• [EXERCISE DESCRIPTION] Gather each line of the material below that contains the word "urgencias".

Start of ENTRIES SUPPLIED

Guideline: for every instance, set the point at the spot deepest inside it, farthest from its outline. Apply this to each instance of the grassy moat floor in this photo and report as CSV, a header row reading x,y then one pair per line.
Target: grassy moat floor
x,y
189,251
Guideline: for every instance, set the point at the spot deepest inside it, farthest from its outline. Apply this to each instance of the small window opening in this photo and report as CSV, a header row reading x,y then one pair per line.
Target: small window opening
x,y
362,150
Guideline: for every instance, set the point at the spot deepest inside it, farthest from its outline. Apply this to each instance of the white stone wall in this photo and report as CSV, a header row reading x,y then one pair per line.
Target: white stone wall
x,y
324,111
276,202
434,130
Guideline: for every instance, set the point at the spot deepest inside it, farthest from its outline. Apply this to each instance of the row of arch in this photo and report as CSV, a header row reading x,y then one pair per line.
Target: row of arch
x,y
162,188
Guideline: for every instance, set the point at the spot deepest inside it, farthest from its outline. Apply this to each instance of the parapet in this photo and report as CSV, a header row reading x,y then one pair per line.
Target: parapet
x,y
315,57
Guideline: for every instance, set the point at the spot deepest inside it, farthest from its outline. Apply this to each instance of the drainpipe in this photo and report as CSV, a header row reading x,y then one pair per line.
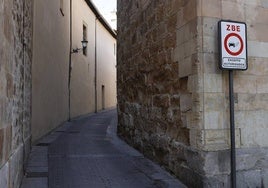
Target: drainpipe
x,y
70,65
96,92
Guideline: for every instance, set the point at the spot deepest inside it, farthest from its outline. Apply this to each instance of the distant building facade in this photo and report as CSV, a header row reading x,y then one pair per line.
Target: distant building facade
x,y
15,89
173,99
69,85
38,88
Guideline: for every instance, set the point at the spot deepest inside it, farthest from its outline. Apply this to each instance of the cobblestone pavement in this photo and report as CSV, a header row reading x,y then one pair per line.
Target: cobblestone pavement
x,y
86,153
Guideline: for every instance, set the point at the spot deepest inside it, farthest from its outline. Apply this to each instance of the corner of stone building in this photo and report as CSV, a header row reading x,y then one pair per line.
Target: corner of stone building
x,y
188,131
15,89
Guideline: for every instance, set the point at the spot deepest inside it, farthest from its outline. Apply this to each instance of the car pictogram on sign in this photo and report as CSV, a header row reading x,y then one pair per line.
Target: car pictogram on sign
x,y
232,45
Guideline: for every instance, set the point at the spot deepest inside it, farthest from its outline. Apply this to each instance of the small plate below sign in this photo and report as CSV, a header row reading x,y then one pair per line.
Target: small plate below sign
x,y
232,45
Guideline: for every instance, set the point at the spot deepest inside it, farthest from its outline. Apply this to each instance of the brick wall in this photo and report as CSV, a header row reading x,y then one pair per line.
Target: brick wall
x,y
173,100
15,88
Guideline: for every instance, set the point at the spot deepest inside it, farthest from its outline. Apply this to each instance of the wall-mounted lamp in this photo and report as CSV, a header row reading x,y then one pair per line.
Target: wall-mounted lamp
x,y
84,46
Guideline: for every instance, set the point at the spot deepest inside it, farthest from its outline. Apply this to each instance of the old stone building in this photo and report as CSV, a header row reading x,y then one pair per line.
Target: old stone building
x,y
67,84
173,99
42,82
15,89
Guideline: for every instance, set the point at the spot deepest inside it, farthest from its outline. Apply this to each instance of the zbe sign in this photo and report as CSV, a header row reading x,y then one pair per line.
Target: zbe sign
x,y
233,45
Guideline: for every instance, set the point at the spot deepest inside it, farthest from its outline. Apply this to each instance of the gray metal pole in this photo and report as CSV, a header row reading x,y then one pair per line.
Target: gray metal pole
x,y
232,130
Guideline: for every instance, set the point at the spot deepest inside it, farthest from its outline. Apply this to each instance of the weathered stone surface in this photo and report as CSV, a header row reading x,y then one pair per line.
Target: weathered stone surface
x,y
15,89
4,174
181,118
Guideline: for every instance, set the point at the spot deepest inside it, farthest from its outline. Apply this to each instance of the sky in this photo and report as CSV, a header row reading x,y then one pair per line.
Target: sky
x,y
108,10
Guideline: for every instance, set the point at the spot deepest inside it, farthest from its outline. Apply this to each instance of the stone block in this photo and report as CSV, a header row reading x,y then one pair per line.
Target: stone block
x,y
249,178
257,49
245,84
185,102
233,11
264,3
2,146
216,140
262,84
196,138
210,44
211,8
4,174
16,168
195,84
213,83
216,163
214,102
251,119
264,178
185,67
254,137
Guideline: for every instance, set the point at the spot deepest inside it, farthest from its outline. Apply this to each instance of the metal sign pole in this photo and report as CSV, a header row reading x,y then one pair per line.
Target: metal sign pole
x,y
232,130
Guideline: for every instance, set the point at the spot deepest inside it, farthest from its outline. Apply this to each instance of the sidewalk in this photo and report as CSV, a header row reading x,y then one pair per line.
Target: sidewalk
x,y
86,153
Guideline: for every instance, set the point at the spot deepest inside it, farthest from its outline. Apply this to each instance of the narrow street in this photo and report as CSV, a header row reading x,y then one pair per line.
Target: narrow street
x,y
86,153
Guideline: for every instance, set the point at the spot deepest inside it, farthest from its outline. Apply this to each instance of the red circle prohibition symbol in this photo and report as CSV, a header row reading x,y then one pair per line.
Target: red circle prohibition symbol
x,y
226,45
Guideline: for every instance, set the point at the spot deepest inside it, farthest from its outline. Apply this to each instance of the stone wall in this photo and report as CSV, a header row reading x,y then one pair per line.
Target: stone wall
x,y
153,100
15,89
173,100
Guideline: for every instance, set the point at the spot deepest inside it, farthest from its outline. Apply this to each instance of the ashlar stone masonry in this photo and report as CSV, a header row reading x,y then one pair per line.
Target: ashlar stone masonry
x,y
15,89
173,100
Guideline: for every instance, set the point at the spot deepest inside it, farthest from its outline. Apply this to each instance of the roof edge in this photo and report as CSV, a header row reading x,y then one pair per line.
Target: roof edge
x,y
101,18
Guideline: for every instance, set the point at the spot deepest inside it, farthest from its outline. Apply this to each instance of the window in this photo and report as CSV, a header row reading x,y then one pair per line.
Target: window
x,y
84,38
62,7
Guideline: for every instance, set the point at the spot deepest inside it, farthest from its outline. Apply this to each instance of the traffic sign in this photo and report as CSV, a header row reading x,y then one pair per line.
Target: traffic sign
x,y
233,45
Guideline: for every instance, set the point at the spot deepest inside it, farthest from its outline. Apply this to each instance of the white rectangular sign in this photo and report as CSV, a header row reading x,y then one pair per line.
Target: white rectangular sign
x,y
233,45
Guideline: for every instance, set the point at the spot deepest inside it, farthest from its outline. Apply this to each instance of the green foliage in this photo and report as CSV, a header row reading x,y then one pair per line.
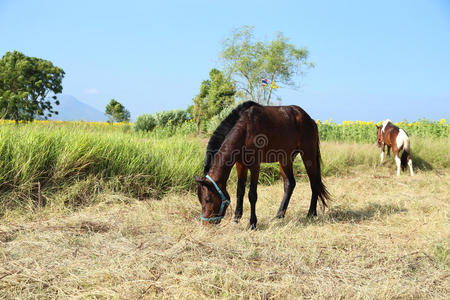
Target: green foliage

End of ENTRIES SUPPLIED
Start of ENTRIES SUPPLIED

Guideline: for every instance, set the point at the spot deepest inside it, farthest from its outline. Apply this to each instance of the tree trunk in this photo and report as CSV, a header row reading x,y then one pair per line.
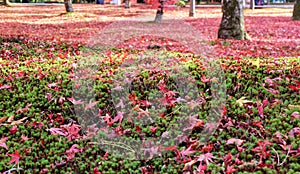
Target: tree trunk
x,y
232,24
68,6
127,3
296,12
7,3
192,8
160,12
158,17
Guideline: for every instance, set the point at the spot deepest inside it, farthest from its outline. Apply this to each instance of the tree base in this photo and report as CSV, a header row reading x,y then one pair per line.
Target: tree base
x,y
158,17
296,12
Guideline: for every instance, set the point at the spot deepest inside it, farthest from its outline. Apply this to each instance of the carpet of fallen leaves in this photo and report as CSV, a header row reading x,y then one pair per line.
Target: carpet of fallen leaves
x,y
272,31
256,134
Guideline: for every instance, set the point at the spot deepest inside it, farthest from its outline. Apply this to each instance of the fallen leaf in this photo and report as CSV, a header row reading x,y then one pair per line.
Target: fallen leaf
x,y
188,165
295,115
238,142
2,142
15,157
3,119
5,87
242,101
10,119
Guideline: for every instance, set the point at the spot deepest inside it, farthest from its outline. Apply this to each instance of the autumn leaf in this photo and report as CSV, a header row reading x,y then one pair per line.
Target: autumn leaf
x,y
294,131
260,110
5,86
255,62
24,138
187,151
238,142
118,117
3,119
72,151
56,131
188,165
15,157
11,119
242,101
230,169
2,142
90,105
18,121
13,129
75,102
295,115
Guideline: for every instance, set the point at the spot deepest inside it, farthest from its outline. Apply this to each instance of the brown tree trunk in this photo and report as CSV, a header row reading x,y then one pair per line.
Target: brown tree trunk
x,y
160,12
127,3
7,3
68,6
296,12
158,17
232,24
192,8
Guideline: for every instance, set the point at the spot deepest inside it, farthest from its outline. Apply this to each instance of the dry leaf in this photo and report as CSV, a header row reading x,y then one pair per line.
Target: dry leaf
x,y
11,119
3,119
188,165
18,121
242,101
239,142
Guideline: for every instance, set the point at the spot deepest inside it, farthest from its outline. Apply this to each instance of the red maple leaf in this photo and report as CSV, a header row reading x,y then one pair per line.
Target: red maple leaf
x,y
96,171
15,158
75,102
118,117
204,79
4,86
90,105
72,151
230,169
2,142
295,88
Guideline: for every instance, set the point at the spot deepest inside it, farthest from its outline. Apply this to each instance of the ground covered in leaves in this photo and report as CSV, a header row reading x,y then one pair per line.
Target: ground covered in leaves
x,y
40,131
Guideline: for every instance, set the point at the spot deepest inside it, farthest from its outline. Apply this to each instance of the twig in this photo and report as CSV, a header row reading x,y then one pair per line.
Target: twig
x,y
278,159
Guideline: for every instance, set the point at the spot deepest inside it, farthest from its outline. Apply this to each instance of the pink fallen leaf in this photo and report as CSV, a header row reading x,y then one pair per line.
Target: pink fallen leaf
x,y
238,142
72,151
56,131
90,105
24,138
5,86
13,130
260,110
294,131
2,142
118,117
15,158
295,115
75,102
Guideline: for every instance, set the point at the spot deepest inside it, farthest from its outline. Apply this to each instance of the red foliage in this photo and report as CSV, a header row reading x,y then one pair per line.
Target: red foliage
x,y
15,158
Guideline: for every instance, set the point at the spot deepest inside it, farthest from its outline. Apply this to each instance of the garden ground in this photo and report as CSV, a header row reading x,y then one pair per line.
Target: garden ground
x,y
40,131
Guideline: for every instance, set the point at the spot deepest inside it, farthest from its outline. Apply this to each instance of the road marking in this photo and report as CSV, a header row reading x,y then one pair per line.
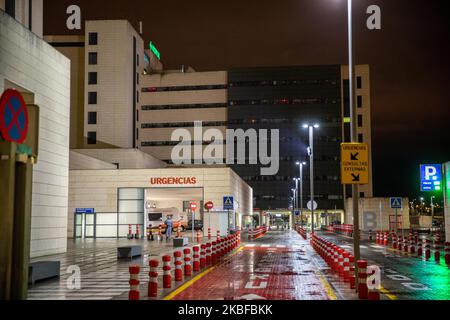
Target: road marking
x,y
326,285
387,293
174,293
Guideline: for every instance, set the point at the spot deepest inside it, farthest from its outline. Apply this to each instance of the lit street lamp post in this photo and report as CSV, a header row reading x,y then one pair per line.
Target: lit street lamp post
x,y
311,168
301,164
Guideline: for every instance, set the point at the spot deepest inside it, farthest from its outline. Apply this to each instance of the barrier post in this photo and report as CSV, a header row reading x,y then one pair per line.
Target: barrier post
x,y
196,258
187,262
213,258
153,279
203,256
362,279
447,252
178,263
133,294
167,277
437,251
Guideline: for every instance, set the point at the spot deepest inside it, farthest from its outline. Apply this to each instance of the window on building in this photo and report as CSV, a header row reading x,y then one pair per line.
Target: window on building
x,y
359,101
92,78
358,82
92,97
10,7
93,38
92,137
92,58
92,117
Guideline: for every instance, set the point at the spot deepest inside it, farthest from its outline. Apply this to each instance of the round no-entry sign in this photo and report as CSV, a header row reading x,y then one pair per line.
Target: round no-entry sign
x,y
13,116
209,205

End of ENTRIES SUPPLIED
Start of ENTRIES SUPPLIED

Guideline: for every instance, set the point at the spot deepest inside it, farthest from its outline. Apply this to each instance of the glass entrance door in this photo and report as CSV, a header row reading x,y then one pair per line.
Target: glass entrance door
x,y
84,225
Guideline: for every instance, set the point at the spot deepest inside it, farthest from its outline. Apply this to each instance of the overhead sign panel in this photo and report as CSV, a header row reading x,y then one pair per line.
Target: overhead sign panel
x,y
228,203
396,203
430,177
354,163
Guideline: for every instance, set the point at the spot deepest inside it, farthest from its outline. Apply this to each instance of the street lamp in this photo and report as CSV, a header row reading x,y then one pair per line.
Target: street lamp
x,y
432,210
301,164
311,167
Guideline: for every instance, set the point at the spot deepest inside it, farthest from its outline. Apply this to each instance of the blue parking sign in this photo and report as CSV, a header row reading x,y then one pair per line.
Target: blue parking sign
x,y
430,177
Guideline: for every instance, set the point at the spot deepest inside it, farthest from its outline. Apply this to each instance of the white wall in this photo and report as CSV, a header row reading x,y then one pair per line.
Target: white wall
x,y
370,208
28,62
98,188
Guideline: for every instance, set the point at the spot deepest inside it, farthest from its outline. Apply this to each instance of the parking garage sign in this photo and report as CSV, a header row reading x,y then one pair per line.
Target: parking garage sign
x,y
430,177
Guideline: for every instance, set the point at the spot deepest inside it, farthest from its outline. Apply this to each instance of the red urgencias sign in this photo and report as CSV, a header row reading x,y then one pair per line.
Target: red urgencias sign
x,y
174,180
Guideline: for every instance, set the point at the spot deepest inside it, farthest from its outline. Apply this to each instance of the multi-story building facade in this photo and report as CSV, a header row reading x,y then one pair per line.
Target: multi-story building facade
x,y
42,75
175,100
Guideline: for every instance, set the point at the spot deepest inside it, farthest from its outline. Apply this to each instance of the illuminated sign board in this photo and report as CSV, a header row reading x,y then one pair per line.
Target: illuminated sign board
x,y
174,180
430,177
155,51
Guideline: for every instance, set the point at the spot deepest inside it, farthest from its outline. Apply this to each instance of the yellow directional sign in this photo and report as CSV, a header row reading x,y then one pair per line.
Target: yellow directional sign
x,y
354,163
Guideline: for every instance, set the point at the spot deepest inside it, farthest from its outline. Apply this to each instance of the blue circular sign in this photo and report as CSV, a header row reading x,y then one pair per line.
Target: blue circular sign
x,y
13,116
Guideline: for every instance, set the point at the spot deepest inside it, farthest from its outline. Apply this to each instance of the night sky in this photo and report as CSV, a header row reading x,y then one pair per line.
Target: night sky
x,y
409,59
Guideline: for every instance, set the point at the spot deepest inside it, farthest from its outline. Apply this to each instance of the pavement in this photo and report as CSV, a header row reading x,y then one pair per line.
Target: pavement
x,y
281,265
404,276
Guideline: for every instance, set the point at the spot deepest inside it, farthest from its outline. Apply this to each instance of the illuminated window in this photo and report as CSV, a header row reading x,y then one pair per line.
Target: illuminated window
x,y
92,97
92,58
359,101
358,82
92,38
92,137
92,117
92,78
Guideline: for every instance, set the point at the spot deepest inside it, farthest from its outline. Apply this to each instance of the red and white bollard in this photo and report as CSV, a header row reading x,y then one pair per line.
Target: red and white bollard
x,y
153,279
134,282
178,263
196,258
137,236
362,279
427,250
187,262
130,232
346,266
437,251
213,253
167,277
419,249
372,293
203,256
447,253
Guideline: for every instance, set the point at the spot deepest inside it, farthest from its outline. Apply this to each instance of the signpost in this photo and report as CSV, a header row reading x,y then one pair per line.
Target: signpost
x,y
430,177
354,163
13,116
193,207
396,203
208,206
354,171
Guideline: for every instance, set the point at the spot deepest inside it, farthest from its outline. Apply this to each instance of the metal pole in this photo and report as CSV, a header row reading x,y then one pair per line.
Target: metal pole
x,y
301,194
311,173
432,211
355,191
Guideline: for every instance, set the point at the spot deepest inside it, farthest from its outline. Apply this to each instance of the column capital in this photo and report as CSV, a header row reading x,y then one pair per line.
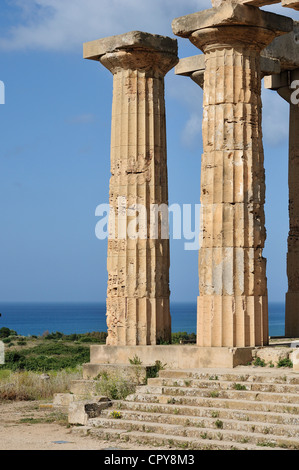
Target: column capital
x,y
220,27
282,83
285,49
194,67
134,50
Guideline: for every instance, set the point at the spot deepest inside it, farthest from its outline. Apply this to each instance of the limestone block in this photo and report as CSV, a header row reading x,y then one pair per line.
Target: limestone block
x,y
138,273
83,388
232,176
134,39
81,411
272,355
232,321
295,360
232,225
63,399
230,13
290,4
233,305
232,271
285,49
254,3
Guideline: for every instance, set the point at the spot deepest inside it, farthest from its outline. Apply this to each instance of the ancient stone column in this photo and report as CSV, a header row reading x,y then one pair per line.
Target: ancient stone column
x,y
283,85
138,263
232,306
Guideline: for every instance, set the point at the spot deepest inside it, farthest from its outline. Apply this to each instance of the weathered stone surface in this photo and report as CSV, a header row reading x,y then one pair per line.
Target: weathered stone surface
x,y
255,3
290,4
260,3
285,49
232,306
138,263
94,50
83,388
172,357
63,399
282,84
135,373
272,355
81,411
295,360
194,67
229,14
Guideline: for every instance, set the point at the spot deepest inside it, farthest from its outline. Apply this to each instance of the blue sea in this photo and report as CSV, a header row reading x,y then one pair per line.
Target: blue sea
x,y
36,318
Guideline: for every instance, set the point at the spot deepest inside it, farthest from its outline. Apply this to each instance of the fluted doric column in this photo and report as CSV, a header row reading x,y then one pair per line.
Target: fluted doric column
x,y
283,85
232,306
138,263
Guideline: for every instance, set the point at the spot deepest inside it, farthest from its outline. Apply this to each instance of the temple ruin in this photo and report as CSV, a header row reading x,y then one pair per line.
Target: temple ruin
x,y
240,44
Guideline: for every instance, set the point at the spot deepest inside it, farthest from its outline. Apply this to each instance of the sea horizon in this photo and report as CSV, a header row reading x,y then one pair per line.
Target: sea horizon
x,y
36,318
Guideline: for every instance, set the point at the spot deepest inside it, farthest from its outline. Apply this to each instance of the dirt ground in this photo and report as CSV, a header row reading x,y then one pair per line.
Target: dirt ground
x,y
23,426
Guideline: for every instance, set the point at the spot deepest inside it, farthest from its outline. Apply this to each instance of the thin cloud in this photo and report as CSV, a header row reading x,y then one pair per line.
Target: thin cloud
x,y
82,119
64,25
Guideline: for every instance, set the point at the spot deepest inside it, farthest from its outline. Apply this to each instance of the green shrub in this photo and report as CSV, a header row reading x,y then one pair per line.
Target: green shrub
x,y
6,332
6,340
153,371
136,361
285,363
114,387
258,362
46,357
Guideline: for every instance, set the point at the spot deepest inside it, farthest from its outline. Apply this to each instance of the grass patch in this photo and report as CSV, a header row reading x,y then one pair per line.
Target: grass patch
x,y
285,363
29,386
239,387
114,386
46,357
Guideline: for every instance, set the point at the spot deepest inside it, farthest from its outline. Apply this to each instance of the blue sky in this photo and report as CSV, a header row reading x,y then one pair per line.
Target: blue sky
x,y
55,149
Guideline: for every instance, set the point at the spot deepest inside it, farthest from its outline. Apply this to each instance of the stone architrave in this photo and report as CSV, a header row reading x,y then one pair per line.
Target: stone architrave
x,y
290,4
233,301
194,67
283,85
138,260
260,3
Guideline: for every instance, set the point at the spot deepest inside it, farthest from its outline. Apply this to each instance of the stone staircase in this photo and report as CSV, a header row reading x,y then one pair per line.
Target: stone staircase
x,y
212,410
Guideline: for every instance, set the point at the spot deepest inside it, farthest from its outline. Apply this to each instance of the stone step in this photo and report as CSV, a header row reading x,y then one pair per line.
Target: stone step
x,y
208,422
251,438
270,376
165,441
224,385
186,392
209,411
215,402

End of ENTRIES SUPPLIED

• [WRITTEN SOLUTION]
Guideline: for every instance, set the point at the spot deepest inside it, farthest from its outline. Apply this to each instance of the red urgencias sign in this photo and report as CSV, a header row reading x,y then one pair per line.
Target: red urgencias sign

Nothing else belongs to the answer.